* [Objective]
Could you reproduce the lines below word for word, beginning with the line that contains "Note: indicate every instance of the doorway" and continuing through the end of the records?

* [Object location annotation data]
---

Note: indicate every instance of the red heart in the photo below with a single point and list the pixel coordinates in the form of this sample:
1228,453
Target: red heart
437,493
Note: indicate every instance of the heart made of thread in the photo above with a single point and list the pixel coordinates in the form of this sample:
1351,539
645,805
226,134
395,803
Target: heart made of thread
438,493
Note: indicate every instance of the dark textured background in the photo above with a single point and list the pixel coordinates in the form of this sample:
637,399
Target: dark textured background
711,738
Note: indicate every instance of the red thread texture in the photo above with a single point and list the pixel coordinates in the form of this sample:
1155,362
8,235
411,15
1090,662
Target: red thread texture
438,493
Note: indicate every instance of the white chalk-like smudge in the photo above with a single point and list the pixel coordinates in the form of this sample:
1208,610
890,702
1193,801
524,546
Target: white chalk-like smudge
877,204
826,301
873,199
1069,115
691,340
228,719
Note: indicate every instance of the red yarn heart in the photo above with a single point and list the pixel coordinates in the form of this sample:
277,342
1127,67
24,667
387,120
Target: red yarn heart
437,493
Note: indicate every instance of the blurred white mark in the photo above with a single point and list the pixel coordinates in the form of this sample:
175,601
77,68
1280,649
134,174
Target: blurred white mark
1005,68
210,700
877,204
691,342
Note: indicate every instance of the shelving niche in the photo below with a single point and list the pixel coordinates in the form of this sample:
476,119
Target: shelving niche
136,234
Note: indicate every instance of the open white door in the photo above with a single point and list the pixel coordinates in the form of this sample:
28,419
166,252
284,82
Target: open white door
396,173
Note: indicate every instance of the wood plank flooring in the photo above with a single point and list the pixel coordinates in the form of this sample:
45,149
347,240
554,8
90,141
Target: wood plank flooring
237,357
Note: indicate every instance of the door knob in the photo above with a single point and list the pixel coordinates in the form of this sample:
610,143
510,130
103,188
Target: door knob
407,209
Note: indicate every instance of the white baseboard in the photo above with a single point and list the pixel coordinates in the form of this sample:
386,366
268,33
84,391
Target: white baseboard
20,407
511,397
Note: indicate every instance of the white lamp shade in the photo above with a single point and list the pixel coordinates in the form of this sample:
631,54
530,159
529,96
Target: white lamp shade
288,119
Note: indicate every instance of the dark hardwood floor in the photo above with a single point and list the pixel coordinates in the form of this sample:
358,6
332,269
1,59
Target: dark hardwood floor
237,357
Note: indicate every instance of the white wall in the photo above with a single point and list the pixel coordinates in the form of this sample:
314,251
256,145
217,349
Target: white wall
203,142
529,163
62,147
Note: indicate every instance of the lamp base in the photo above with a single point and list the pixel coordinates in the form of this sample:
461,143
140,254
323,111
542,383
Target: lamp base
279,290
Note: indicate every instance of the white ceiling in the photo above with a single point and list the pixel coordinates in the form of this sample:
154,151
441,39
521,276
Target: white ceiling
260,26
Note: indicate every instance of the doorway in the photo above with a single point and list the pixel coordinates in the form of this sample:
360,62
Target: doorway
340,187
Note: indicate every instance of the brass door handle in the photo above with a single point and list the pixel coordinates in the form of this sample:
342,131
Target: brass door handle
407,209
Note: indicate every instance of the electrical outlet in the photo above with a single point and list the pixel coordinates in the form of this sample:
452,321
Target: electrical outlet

---

* [The answer]
Note: indicate every instance of the doorway in the photo above with a single point and list the pixel coordinates in the form of this sample:
360,62
Target: doorway
340,187
Note: indicate every instance of the brass door handle in the photo above with a single point and list the pixel coordinates in the form of this sample:
342,131
Target: brass door handle
407,209
Note: indicate every instance of the electrical outlet in the photo above with a single point and list the pixel coordinates in the form of this sample:
452,321
Target: electrical outlet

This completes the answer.